» Work required: State how many lines of the material below contain the string "jacket", counting only matches with the same case, and give only that number.

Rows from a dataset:
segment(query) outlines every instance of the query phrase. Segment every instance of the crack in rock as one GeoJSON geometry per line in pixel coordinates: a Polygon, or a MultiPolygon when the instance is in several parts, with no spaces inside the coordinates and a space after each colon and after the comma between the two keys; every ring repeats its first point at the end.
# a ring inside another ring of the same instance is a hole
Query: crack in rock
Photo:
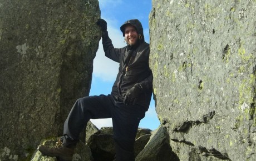
{"type": "Polygon", "coordinates": [[[203,116],[204,121],[186,121],[184,122],[181,125],[176,127],[174,129],[174,131],[176,132],[183,132],[188,133],[190,128],[193,125],[199,125],[202,123],[208,123],[209,120],[211,119],[214,115],[215,114],[215,110],[211,111],[207,114],[205,114],[203,116]]]}
{"type": "Polygon", "coordinates": [[[171,139],[173,141],[175,142],[177,142],[177,143],[184,143],[184,144],[186,144],[187,145],[190,145],[190,146],[193,146],[193,147],[194,147],[195,145],[194,145],[194,144],[193,144],[191,142],[188,142],[188,141],[186,141],[186,140],[177,140],[177,139],[171,139]]]}
{"type": "Polygon", "coordinates": [[[220,152],[216,150],[215,148],[212,148],[208,150],[205,147],[199,146],[199,148],[201,153],[202,153],[202,155],[203,156],[205,156],[206,157],[209,156],[213,156],[222,160],[231,160],[228,154],[226,153],[222,154],[220,152]]]}

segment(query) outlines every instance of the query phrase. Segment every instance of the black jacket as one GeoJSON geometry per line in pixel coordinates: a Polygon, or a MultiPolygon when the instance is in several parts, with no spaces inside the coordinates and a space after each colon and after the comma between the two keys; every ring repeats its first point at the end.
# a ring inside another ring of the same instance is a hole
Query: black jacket
{"type": "MultiPolygon", "coordinates": [[[[137,29],[138,27],[136,27],[137,29]]],[[[107,31],[102,33],[102,44],[105,56],[119,63],[119,72],[111,95],[116,99],[122,97],[127,90],[139,83],[142,93],[136,104],[147,110],[152,95],[153,79],[149,65],[149,44],[144,41],[143,37],[136,45],[115,48],[107,31]]]]}

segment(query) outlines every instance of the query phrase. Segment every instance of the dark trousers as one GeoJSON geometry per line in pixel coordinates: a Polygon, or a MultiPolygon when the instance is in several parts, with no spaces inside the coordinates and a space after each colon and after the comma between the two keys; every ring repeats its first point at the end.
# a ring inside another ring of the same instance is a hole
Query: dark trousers
{"type": "Polygon", "coordinates": [[[90,119],[112,118],[116,161],[134,160],[134,144],[145,111],[140,105],[126,105],[111,95],[85,97],[72,108],[65,124],[63,144],[79,140],[79,134],[90,119]]]}

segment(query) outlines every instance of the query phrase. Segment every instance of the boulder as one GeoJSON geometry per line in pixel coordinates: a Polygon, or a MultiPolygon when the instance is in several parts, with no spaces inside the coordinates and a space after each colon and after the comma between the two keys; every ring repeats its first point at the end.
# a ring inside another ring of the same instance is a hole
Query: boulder
{"type": "Polygon", "coordinates": [[[169,144],[167,130],[161,125],[155,130],[136,161],[178,161],[169,144]]]}
{"type": "Polygon", "coordinates": [[[156,108],[180,160],[256,160],[256,1],[152,1],[156,108]]]}
{"type": "MultiPolygon", "coordinates": [[[[59,138],[46,140],[43,142],[42,144],[50,147],[55,145],[55,143],[59,138]]],[[[31,161],[57,161],[56,157],[50,157],[44,156],[37,150],[32,156],[31,161]]],[[[75,153],[73,155],[72,161],[93,161],[93,158],[91,153],[91,150],[85,143],[78,142],[75,149],[75,153]]]]}
{"type": "Polygon", "coordinates": [[[0,0],[0,160],[31,158],[62,134],[89,93],[100,16],[96,0],[0,0]]]}
{"type": "MultiPolygon", "coordinates": [[[[139,128],[135,143],[135,156],[144,148],[149,140],[151,130],[139,128]]],[[[113,139],[113,128],[103,127],[96,133],[91,135],[87,143],[91,148],[94,160],[112,161],[115,152],[113,139]]]]}

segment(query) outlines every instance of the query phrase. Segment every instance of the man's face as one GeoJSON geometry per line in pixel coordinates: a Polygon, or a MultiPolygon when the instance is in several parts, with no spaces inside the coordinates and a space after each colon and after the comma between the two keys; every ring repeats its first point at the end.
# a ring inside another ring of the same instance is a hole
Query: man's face
{"type": "Polygon", "coordinates": [[[125,29],[125,39],[129,45],[134,45],[138,39],[138,34],[135,27],[127,26],[125,29]]]}

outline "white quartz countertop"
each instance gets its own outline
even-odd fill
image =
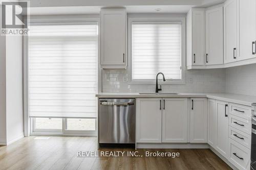
[[[139,93],[102,92],[97,94],[99,98],[207,98],[228,102],[251,106],[256,103],[256,96],[225,93],[179,93],[178,94],[141,94]]]

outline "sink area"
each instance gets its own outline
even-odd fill
[[[177,94],[180,94],[179,93],[139,93],[139,94],[169,94],[169,95],[177,95]]]

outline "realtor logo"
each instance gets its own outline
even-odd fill
[[[1,2],[1,35],[27,35],[28,7],[26,1]]]

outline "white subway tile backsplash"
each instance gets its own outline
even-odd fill
[[[125,69],[102,69],[102,92],[155,91],[155,84],[131,84]],[[163,85],[162,92],[223,92],[225,90],[225,69],[186,71],[186,77],[193,82],[184,85]],[[159,83],[161,84],[161,83]]]
[[[226,68],[225,91],[256,95],[256,64]]]

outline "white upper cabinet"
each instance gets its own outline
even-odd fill
[[[207,102],[205,98],[190,99],[191,143],[207,143]]]
[[[126,67],[126,14],[125,8],[100,11],[100,64],[102,68]]]
[[[224,6],[224,63],[236,61],[239,54],[239,0],[228,0]]]
[[[223,7],[205,11],[206,64],[223,64]]]
[[[256,57],[256,1],[239,1],[240,55],[238,60]]]
[[[203,8],[193,8],[187,14],[187,66],[205,65],[205,18]]]
[[[140,98],[137,101],[137,142],[161,143],[162,98]]]
[[[187,99],[163,98],[162,142],[186,142]]]

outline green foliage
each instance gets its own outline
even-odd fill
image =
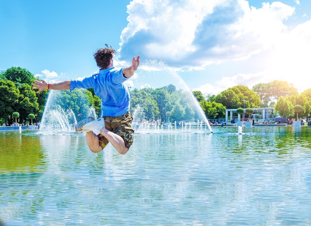
[[[244,85],[236,85],[223,91],[216,96],[215,101],[227,109],[254,108],[261,105],[259,95]]]
[[[20,67],[12,67],[5,71],[3,75],[7,80],[13,81],[17,87],[22,83],[31,85],[35,79],[33,75],[28,71]]]
[[[298,94],[294,85],[285,81],[274,80],[254,85],[253,90],[260,97],[263,107],[267,107],[274,99]]]
[[[159,111],[152,93],[151,89],[134,89],[131,92],[131,105],[132,109],[140,106],[143,109],[147,119],[156,120],[158,118]],[[134,111],[131,111],[134,112]]]
[[[296,115],[296,121],[298,120],[298,113],[302,111],[302,110],[303,106],[299,104],[296,104],[294,106],[294,111],[297,113]]]
[[[16,110],[19,90],[9,80],[0,80],[0,118],[7,118]]]
[[[86,89],[76,89],[71,92],[69,90],[52,91],[54,92],[50,97],[50,101],[57,104],[49,106],[49,110],[70,109],[78,121],[88,115],[90,107],[94,104],[92,93]]]
[[[242,108],[241,107],[239,107],[236,109],[236,114],[237,114],[238,115],[241,115],[244,113],[244,109]]]
[[[32,120],[34,119],[35,117],[35,115],[32,113],[30,113],[28,115],[28,118],[31,120],[31,124],[32,124]]]
[[[248,115],[248,118],[250,117],[250,115],[254,113],[254,109],[248,107],[245,110],[245,113]]]
[[[281,97],[275,105],[275,110],[282,117],[289,117],[294,114],[294,105],[287,97]]]

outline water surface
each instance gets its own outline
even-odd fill
[[[0,132],[7,226],[311,225],[311,128],[137,133],[122,155],[83,135]]]

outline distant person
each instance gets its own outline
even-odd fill
[[[117,70],[113,58],[116,50],[106,45],[93,54],[98,72],[82,80],[47,83],[44,80],[35,80],[33,89],[39,93],[46,89],[72,90],[75,88],[94,88],[95,94],[101,99],[103,118],[88,122],[87,119],[78,123],[80,131],[86,133],[86,143],[93,152],[101,151],[110,142],[120,154],[127,152],[133,144],[133,118],[130,113],[130,94],[123,82],[132,77],[137,70],[140,56],[135,57],[132,65]]]

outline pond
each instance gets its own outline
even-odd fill
[[[311,225],[311,128],[82,135],[0,132],[0,225]]]

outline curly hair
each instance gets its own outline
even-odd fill
[[[116,50],[111,46],[105,44],[106,48],[99,49],[93,54],[97,66],[101,69],[106,69],[110,63],[110,59],[114,56]]]

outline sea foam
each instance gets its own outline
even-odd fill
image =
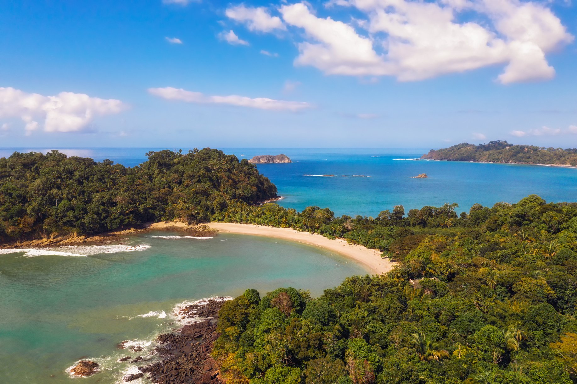
[[[212,237],[203,237],[200,236],[163,236],[162,235],[151,236],[150,237],[154,238],[155,239],[196,239],[197,240],[208,240],[213,238]]]
[[[85,257],[103,253],[144,251],[149,248],[150,248],[150,246],[147,244],[133,246],[127,245],[63,246],[48,248],[3,249],[0,249],[0,255],[24,253],[24,255],[28,257],[44,255]]]

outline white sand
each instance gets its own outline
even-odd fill
[[[361,245],[348,244],[343,239],[331,240],[320,235],[298,232],[290,228],[276,228],[232,223],[210,223],[207,225],[225,233],[276,238],[320,247],[354,259],[368,267],[370,272],[377,274],[389,272],[396,264],[388,259],[382,258],[381,253],[378,250],[369,249]]]

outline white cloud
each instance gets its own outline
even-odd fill
[[[188,5],[190,3],[200,2],[200,0],[162,0],[163,4],[177,4],[183,6]]]
[[[538,129],[530,129],[528,131],[512,131],[511,134],[518,137],[522,137],[527,135],[553,136],[563,133],[577,133],[577,127],[572,125],[564,131],[560,128],[550,128],[543,126]]]
[[[268,51],[265,51],[264,50],[260,50],[260,53],[261,53],[261,54],[264,55],[265,56],[270,56],[271,57],[279,57],[279,54],[278,54],[278,53],[276,53],[276,52],[272,52],[272,53],[271,53],[271,52],[269,52]]]
[[[229,18],[246,24],[250,31],[271,32],[286,29],[280,18],[271,16],[264,7],[246,7],[241,4],[228,8],[226,13]]]
[[[182,40],[178,37],[168,37],[167,36],[164,39],[170,44],[182,44]]]
[[[167,86],[163,88],[149,88],[151,95],[166,99],[176,100],[188,103],[199,104],[220,104],[248,108],[255,108],[269,111],[290,111],[296,112],[310,108],[308,103],[302,101],[285,101],[265,97],[251,99],[246,96],[233,95],[230,96],[205,96],[200,92]]]
[[[0,118],[18,117],[29,134],[40,127],[47,132],[84,129],[96,116],[117,114],[126,108],[119,100],[91,97],[84,93],[61,92],[45,96],[13,88],[0,87]]]
[[[300,81],[287,80],[284,82],[284,86],[283,87],[283,92],[285,93],[290,93],[294,92],[300,85]]]
[[[219,33],[219,37],[221,39],[224,40],[225,42],[227,42],[233,46],[248,46],[250,45],[249,42],[241,39],[238,38],[237,34],[234,33],[234,31],[231,29],[228,32],[223,31],[220,33]]]
[[[574,39],[544,3],[332,0],[328,5],[355,7],[366,20],[349,24],[318,17],[304,2],[279,10],[287,25],[305,33],[295,65],[328,74],[417,81],[500,64],[503,84],[546,80],[554,76],[546,54]]]

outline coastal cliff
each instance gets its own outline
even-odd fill
[[[292,163],[291,159],[286,155],[263,155],[254,156],[249,160],[249,163],[252,164],[272,164],[279,163]]]
[[[478,145],[465,142],[448,148],[431,149],[421,158],[479,163],[575,166],[577,165],[577,149],[513,145],[505,141],[497,140]]]

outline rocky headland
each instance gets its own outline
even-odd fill
[[[210,355],[218,337],[216,319],[224,300],[217,298],[205,304],[192,304],[179,308],[177,314],[179,317],[198,319],[198,322],[159,336],[155,351],[162,356],[162,361],[139,367],[139,371],[148,374],[152,382],[159,384],[224,382],[220,378],[218,364]],[[133,378],[128,375],[124,379],[130,381]]]
[[[279,163],[292,163],[293,161],[286,155],[263,155],[254,156],[249,160],[252,164],[276,164]]]

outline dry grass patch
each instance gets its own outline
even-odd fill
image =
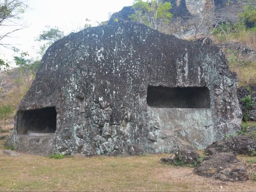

» Exercise response: 2